### What is expected
Format the records from their first line through the line containing "M 71 31 L 75", inclusive, as a JSON list of strings. Use one string per line and omit any blank lines.

[Stored dataset items]
☆ ☆ ☆ ☆
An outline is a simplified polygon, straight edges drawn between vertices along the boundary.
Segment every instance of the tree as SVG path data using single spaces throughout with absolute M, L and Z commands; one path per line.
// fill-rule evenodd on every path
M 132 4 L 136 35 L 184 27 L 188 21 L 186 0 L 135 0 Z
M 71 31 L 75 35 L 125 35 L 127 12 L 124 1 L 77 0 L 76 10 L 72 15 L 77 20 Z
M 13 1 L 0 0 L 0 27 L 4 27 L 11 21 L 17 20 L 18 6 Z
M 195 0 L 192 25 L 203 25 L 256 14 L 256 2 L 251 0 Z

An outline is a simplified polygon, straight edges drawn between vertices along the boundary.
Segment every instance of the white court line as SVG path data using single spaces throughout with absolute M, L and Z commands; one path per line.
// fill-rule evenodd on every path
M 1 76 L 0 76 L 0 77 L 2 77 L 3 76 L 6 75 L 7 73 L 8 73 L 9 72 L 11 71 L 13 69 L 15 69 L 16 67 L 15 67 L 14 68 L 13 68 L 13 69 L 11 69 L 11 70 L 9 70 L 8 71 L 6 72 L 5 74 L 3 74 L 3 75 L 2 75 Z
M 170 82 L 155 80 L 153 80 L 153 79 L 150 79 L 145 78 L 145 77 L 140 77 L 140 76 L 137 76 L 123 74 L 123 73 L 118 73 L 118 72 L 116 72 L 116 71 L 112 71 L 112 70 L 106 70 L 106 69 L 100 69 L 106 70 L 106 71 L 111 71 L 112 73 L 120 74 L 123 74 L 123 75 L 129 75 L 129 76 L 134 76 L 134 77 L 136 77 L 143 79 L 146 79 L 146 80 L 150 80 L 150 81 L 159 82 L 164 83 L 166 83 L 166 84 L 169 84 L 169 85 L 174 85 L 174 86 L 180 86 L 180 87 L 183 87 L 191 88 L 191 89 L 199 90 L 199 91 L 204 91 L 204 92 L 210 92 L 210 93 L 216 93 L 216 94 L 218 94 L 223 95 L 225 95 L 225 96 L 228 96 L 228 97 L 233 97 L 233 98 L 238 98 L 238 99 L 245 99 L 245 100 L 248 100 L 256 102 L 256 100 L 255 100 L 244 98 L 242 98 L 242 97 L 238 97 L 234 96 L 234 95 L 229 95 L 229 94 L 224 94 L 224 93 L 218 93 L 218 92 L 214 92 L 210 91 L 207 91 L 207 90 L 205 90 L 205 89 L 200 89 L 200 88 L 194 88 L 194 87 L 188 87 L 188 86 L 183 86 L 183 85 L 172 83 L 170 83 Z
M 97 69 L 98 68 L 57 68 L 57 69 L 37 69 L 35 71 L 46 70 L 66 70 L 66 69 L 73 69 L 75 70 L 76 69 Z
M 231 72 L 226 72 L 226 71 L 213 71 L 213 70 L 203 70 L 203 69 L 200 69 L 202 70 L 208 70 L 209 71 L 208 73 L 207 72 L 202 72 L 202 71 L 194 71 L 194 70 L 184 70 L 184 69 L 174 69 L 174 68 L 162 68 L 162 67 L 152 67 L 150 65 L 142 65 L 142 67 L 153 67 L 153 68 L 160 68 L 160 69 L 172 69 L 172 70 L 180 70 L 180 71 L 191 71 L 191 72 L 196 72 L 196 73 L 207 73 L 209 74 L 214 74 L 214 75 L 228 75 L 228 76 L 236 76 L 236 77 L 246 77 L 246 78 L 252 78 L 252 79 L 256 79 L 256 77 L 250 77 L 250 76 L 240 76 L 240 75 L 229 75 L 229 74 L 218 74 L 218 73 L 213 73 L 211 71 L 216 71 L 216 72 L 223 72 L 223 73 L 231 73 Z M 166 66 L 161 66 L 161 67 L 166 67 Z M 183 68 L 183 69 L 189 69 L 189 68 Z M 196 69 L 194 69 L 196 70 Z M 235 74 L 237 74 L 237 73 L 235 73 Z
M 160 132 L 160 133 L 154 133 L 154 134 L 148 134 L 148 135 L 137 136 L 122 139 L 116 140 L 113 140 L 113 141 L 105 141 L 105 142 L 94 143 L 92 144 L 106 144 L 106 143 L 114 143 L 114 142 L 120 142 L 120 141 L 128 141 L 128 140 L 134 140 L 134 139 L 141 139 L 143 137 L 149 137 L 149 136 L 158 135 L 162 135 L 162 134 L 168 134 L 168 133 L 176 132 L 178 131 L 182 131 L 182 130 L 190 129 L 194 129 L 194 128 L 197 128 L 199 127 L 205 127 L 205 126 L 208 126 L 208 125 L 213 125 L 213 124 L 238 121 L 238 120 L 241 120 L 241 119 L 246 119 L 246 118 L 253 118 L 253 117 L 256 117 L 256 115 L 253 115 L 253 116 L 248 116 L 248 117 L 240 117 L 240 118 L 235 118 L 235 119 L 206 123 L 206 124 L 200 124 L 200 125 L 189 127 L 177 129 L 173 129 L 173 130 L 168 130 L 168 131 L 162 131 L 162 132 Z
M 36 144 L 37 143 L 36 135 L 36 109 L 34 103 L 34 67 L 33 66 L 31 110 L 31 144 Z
☆ ☆ ☆ ☆
### Task output
[
  "An outline is a simplified polygon, straight edges drawn between vertices along the boundary.",
  "Segment every instance of the tree as SVG path data using single spaces throughout with absolute M, L and Z commands; one path per line.",
  "// fill-rule evenodd on every path",
  "M 132 4 L 136 35 L 184 27 L 188 21 L 186 0 L 135 0 Z",
  "M 71 31 L 75 35 L 125 35 L 127 12 L 124 1 L 77 0 L 76 10 L 72 15 L 77 20 Z"
]